-- Start of Data for this task --

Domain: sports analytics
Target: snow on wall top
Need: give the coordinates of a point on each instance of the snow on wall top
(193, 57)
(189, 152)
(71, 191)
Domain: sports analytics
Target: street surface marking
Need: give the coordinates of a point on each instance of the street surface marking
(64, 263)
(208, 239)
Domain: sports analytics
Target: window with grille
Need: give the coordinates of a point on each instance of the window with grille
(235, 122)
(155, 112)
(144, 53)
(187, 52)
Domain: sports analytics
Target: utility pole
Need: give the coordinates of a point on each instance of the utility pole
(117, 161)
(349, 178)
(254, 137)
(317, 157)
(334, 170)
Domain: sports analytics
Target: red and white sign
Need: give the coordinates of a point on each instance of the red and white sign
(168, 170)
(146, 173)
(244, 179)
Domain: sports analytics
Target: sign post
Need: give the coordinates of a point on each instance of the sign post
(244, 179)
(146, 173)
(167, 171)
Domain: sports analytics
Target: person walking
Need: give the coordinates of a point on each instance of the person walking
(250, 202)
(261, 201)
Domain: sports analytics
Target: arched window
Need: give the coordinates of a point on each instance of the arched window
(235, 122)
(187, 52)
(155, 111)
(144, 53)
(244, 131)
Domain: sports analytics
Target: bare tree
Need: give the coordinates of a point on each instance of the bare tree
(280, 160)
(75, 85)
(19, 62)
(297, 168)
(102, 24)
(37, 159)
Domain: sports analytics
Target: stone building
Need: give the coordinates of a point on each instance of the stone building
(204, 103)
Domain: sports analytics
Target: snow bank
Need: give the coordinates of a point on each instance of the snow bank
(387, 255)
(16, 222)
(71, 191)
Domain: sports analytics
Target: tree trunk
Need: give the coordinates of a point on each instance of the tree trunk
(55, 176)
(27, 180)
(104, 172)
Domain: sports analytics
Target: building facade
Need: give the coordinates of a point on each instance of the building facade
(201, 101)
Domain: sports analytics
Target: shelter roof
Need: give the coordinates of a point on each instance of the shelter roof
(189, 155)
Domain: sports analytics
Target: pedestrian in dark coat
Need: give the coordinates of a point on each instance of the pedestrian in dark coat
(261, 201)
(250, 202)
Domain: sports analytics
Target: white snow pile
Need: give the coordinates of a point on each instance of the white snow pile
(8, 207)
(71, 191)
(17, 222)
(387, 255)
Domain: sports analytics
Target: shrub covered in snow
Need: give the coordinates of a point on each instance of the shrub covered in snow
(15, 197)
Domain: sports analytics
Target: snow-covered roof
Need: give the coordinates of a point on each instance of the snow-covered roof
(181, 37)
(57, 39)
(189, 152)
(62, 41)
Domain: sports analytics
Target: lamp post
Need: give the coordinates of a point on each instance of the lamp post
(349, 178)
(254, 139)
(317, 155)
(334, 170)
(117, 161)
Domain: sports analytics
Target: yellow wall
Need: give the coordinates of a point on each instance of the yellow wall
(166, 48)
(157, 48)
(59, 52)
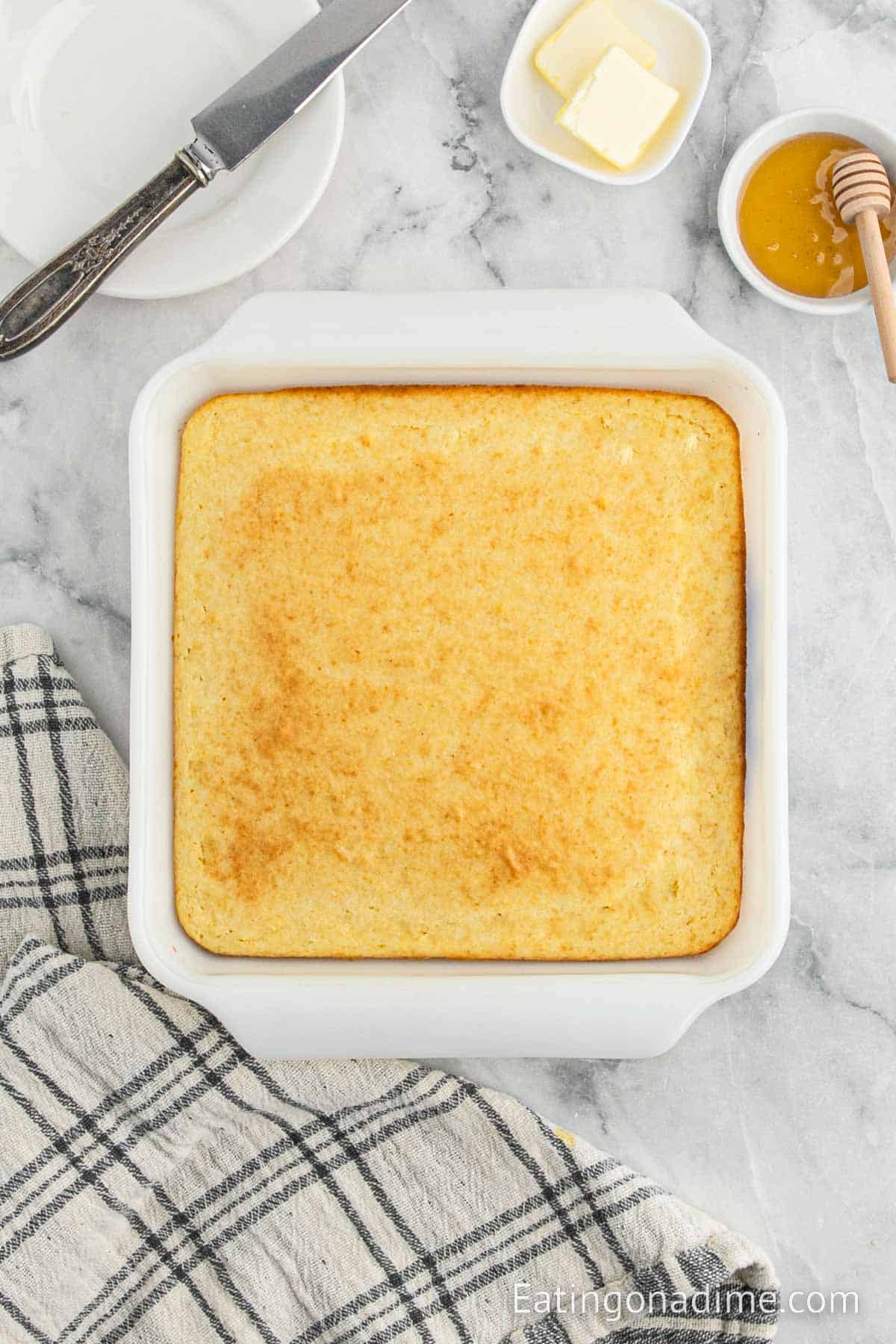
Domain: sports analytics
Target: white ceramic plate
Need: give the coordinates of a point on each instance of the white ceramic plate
(96, 96)
(292, 1008)
(529, 104)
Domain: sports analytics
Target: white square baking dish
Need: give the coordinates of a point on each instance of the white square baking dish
(287, 1008)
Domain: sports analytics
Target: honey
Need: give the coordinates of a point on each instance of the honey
(790, 226)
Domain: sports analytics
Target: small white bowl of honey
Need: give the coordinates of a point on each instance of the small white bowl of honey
(777, 213)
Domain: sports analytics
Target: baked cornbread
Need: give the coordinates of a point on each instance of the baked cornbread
(460, 672)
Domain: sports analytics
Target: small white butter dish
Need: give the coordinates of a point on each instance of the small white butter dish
(529, 104)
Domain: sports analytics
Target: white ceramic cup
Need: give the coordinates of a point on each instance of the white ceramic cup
(771, 134)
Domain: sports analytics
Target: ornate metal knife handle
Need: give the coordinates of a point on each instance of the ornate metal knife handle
(50, 296)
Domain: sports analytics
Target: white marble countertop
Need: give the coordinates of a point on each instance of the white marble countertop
(775, 1112)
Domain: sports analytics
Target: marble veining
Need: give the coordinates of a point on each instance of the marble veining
(775, 1112)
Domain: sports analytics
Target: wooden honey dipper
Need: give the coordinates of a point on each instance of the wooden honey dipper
(862, 194)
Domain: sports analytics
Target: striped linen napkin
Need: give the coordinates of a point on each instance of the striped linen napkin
(159, 1184)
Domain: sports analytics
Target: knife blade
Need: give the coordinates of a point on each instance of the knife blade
(227, 132)
(234, 125)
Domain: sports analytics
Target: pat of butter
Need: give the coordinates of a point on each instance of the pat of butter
(618, 108)
(574, 50)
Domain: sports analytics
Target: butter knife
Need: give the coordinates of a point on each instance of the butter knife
(227, 132)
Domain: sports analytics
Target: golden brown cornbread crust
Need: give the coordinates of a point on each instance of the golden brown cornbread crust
(460, 672)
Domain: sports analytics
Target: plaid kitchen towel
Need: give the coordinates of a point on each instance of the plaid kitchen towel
(159, 1184)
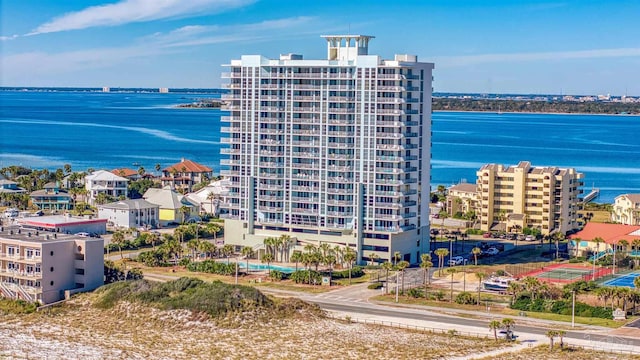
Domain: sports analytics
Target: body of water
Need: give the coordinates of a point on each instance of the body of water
(112, 130)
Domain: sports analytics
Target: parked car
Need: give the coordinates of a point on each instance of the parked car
(456, 260)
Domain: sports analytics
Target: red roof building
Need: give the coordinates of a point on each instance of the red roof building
(185, 174)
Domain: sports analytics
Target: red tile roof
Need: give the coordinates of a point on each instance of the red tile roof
(189, 165)
(125, 172)
(611, 233)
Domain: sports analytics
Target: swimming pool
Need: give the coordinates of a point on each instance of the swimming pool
(626, 280)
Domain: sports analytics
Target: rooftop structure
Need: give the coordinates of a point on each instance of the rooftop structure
(333, 150)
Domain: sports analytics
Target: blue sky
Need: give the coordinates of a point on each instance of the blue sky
(573, 47)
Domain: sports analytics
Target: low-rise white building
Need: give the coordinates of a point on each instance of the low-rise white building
(626, 209)
(45, 267)
(130, 213)
(105, 182)
(210, 196)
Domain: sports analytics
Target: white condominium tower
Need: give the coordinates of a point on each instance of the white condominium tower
(330, 151)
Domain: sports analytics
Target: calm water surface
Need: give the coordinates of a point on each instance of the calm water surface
(110, 130)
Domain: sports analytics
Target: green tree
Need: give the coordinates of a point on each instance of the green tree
(247, 252)
(476, 251)
(451, 271)
(387, 266)
(426, 264)
(480, 276)
(350, 257)
(508, 324)
(441, 253)
(551, 334)
(402, 265)
(495, 325)
(296, 257)
(267, 258)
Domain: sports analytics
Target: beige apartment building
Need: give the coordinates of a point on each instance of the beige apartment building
(626, 209)
(515, 197)
(45, 266)
(462, 198)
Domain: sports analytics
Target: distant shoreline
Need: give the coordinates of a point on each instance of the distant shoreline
(532, 112)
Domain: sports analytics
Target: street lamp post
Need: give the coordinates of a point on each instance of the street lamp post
(573, 309)
(464, 276)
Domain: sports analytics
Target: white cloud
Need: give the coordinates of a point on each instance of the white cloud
(455, 61)
(128, 11)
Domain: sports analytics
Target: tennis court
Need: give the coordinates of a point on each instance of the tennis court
(566, 274)
(626, 280)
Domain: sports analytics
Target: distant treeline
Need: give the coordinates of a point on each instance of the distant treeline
(535, 106)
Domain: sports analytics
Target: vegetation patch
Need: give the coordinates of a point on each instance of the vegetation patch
(216, 299)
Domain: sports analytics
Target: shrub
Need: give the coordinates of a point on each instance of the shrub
(356, 272)
(375, 286)
(306, 276)
(276, 275)
(466, 298)
(212, 267)
(415, 293)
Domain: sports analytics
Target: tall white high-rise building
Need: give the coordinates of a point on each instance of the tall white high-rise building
(330, 151)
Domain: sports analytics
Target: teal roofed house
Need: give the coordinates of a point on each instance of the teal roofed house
(51, 198)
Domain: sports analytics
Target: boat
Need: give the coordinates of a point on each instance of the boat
(497, 283)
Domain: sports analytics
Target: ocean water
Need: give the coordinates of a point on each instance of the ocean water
(111, 130)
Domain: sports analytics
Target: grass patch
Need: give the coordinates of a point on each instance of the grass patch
(568, 353)
(9, 306)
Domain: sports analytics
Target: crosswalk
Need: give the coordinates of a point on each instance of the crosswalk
(339, 298)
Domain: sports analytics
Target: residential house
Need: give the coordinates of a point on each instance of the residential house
(105, 182)
(51, 198)
(185, 174)
(10, 187)
(130, 213)
(209, 197)
(626, 209)
(462, 198)
(45, 267)
(171, 205)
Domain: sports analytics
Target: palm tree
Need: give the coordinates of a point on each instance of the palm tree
(508, 324)
(476, 251)
(561, 334)
(480, 276)
(349, 257)
(426, 264)
(119, 240)
(267, 258)
(388, 266)
(551, 334)
(296, 257)
(401, 266)
(396, 257)
(441, 253)
(596, 240)
(185, 211)
(451, 271)
(247, 252)
(227, 251)
(211, 196)
(495, 325)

-- End of Data for this task --

Tallying the lines of the listing above, how many contain the string "bare"? Reply with the number alone.

Exercise response:
2